**Daftar Tugas**.
[1] Dalam bacaan tentang keluarga Ibu Itje, lewat apa "Bapak" Gunawan Garnida hadir di setiap momen penting perjalanan hidup keluarganya?
[2] Teruskan bacaan tentang keluarga Ibu Itje dari bagian terakhir yang tertulis.

**Bacaan**.
========
Ibu
Itje membuka sebuah lemari. Di dalamnya tersusun rapi ratusan kaset video,
lengkap dengan indeks nomor dan topik. Ibu Itje menyalakan video player dan
memutar kaset pertama. Ia pun duduk di lantai bersama Satya dan Saka yang mulai
berhenti menangis. “Hai Satya! Hai Saka!” tampak dalam video Bapak melambaikan
tangan. Saka dan Satya pun tersenyum. Bagi Ibu Itje inilah senyum pertama kedua
anaknya sejak Bapak meninggal (p.4)
Begitulah
buku ini berkisah tentang ibu Itje yang berjuang sebagai single fighter, Satya
yang berjuang menjadi ayah dan suami yang lebih sabar lagi, Saka atau Cakra
yang berjuang untuk mendapatkan cinta (istri). Dan tentu saja “Bapak” Gunawan
Garnida yang selalu hadir dalam setiap moment penting dalam perjalanan hidup
mereka. Hadir melalui rekaman video.
Secara
tidak langsung penulis mengajarkan kepada kita, para calon Bapak terutama,
bahwa dalam mendidik anak butuh sebuah perencanaan yang dibangun bersama antara
suami dan istri. Dalam pernikahan butuh pasangan yang saling menguatkan bukan
pasangan yang saling mengisi kelemahan sebab kerasnya hidup hanya dapat dilalui
oleh orang-orang yang kuat. Setiap orang pasti punya kelemahan, namun kitalah
yang harus mengatasi kelemahan itu. Bukan pasangan kita. Sebab menjadi pribadi
yang lebih baik adalah tanggungjawab kita pribadi bukan tanggungjawab orang
lain. “Allah tidak akan mengubah nasib suatu kaum sampai kaum itu sendiri yang
mengubahnya”
Bayangkan
seandainya Allah berikan kita rejeki sakit dan divonis usia tinggal 1 tahun
lagi padahal ada anak-anak kecil yang ditinggalkan. Penulis melalui “Bapak”
========
**Catatan Tersimpan**.
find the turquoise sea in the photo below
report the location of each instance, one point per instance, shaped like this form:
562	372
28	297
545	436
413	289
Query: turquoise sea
========
**Hasil Tiap Tugas**.
[1] Melalui rekaman video.

[2]
mengajarkan kita bagaimana mengoptimalkan waktu 1 tahun itu untuk meninggalkan
jejak terbaik untuk membangun kekuatan karakter anak-anak dan istrinya. Seperti
kata Bapak bahwa planning is everything.
“Bapak selalu punya rencana untuk kita semua. Bahkan dengan kanker itupun Bapak
tetap punya rencana. Rencanakan untuk kalian sendiri. Rencanakan untuk
anak-anak kalian. Semoga cerita ini pun membuat kalian punya rencana lebih baik
untuk anak-anak kalian” (p.21)
“Zaman
orang tua kita negara masih membangun pekerjaan. Zaman kita orang mencari
pekerjaan. Zaman anak kita nanti gak kebayang bagaimana ketatnya persaingan
mereka dalam bekerja. Setelah mereka mandiri nanti belum tentu mereka bisa
menolong diri mereka sendiri apalagi menolong kamu (istrinya-ibu Itje) maka
saya siapkan untuk kamu juga (usaha). Waktu dulu kita jadi anak kita gak nyusahin
orang tua, nanti kita sudah tua kita gak nyusahin anak.” (p.88) Dan begitulah
ibu Itje selalu berusaha untuk tidak merepotkan kedua anaknya pun saat divonis
kanker payudara serta menjalani kemoterapi dan operasi dengan diam-diam.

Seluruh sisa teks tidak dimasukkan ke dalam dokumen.